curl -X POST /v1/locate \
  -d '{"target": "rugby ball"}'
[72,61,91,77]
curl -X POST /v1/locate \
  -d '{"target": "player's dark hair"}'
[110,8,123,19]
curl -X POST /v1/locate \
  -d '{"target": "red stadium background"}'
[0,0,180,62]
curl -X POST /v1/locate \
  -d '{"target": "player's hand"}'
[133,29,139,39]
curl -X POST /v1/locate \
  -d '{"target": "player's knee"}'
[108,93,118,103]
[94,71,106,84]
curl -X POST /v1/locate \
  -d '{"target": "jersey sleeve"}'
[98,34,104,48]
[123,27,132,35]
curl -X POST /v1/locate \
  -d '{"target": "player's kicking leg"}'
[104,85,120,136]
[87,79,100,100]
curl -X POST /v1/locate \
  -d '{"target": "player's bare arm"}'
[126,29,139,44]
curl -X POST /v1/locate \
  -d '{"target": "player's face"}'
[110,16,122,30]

--------------------------------

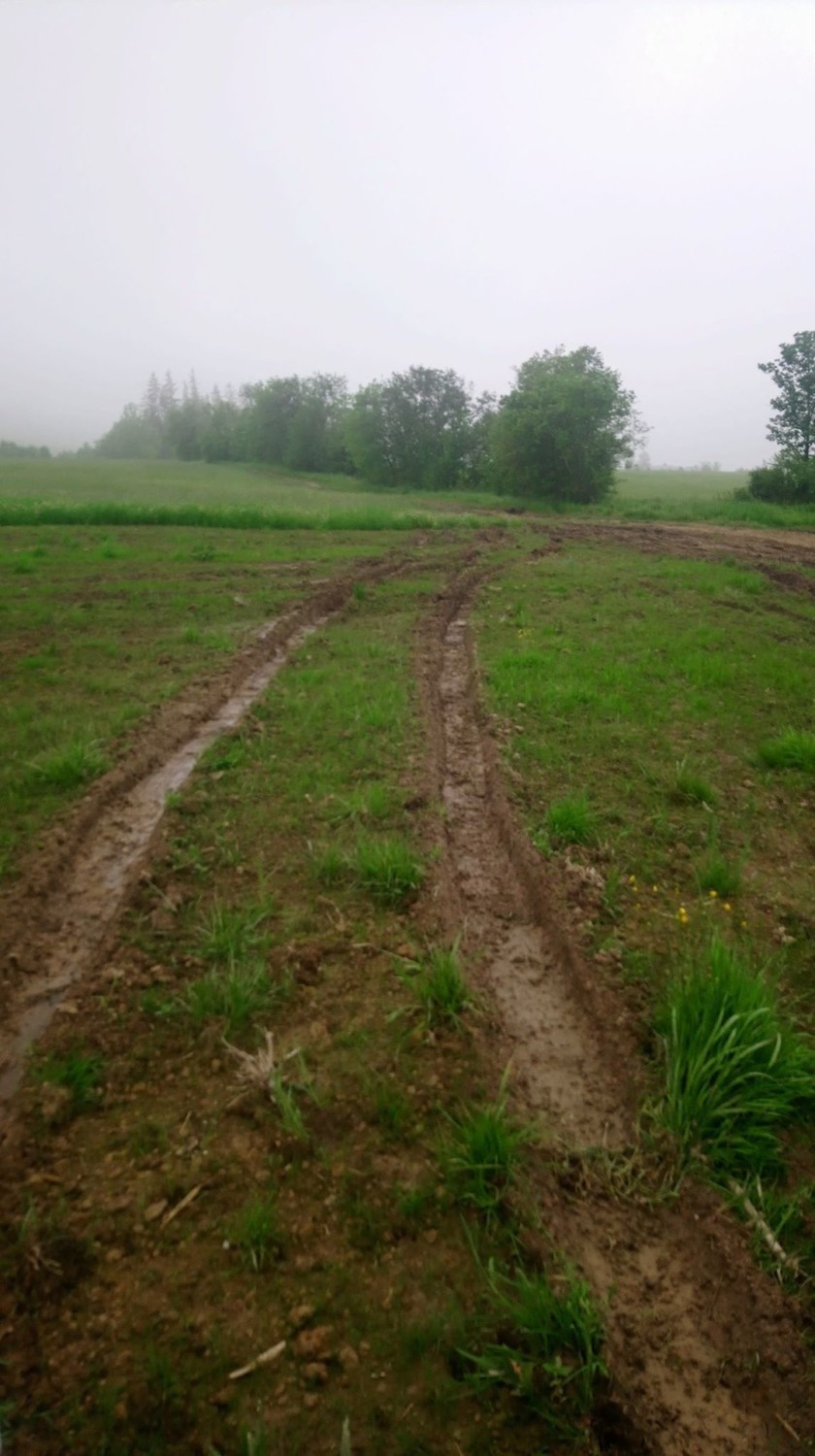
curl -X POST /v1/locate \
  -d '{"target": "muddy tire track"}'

--------------------------------

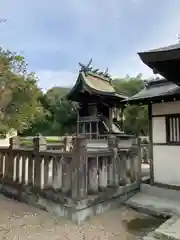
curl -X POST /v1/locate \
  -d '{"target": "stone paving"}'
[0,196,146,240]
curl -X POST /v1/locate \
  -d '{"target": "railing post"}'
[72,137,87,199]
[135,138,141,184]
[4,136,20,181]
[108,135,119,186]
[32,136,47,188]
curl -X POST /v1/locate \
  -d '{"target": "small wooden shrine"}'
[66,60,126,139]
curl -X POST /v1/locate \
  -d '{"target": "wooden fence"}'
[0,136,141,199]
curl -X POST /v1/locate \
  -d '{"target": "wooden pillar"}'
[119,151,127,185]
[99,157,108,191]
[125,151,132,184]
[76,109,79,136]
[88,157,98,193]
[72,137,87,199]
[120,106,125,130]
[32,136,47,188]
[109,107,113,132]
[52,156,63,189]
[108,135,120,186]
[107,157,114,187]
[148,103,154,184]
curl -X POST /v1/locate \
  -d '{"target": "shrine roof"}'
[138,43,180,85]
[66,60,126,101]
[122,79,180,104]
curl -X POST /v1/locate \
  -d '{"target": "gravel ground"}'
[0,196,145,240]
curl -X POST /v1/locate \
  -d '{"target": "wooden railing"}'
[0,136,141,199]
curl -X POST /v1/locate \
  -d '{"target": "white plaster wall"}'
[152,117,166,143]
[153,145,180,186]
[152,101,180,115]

--------------------------------

#### AIM OF THE TASK
State how many lines in the rows above contain the string "railing". Matches are case-sensitive. Reply with the number alone.

#### CORRECT RESPONSE
2